# PASSAGE PROVIDED:
[Start of section]

I went to two conferences I very much enjoyed this month – the Conference on Academic Library Management and BLOSSOM (Building Life-long Opportunities for Strength, Self-care, Outlook, Morale, and Mindfulness). Both of them had a ton of great information and ideas to unpack around being a better manager with a more holistic, empathetic approach. Both had sessions that dealt with how “burnout” narratives are framed – i.e., usually the blame for them falls on the individual rather than underlying concerns, power imbalances, or other systems that lead to worker struggle. I learned a ton and I am eager to rewatch the sessions that were recorded when I have the time. We had a great time commiserating about the myriad failings of our top administrators. But I couldn’t help but notice there was something that didn’t really get covered: what do we do with problematic colleagues or reports?
I bring this up because we have a serious toxicity problem in libraries. There’s a Green Book that exists for BIPOC library workers to help them avoid the most racist workplaces. I’ve been in several conversations lately where folks have said we need a whitelist of places that aren’t miserable, filled with drama, or under-resourced to the point of constant crisis. I am all about treating every staff person as a whole human being deserving of dignity and safety, but we need to talk about what we do with the individuals that actively add to the toxicity, whether that’s in the form of the -isms, chronically shirking responsibilities (and therefore sticking more work on the plates of their already overworked colleagues; a surefire way to get that resentment going), or being socially destructive, manipulative, etc.
Early this morning, because–to be frank–I am stressed out about work to the point where it’s interfering with my ability to sleep, I posted some semi-related thoughts on Twitter; I’m going to gently reword them here.
I think some of us library folk put up with dysfunctional, if not toxic, situations because we care so much about our patrons. And certain…architects of dysfunction know this and take advantage of it. This can go for caring about your colleagues, too. I’d say it’s not even intentionally malicious from the powers that be at times, and I’d expand this dynamic beyond libraries and to education as a whole. I think the blame for this is not on individual “carers,” but on patterns of neglect (lacking accountability for problematic colleagues, deficit logic, devalued work/life balance, lack of direction & vision, failure to acknowledge the importance of the library or congratulate its accomplishments, and territorial or siloed behavior). This is something different than vocational awe, although it’s a compounding factor. It’s maybe more like vocational exploitation: it’s not only our vision of ourselves as carers or helpers but the ways that makes us vulnerable (in a way that’s not our fault) to dysfunction.

[End of section]

# DATA EXCERPTS:
[Start of section]

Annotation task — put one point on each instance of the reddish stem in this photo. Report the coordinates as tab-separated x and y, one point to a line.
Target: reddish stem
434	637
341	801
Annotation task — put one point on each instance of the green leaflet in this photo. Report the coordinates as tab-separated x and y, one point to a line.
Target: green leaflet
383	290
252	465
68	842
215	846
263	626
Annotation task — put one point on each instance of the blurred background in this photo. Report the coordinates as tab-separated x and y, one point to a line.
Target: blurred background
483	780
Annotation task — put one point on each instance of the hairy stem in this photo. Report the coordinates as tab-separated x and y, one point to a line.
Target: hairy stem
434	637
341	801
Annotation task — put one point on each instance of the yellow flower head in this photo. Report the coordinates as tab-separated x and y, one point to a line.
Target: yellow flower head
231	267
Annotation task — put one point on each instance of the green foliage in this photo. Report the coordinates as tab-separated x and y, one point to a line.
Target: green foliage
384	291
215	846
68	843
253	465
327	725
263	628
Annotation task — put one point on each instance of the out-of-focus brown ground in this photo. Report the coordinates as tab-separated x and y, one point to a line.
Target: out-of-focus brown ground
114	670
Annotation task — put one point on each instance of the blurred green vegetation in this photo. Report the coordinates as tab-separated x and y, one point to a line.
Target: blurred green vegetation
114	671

[End of section]

# WHAT YOU HAVE TO DO:
Continue the post about toxicity in library workplaces, picking up after its last sentence.

# RESPONSE FOR THIS EXERCISE:
So what I’m saying here is because I am able to self-motivate with things that are relatively consistent and separate from institutional whims that may or may not have my best interest in mind, I can get pretty far on the energy and reward I get out of helping students. Most of the time, that’s enough to take my mind off the underlying issues, but is that how we should be handling this? Should we continually be running down the lists of pros and cons in our heads and trying to find ways to justify sticking around when things are bordering on or crossing over into toxicity? There are situations where that may legitimately be the best option, like when you’re unable or unwilling to leave a job and need to actively compartmentalize things, but can we even measure how much energy that sucks up?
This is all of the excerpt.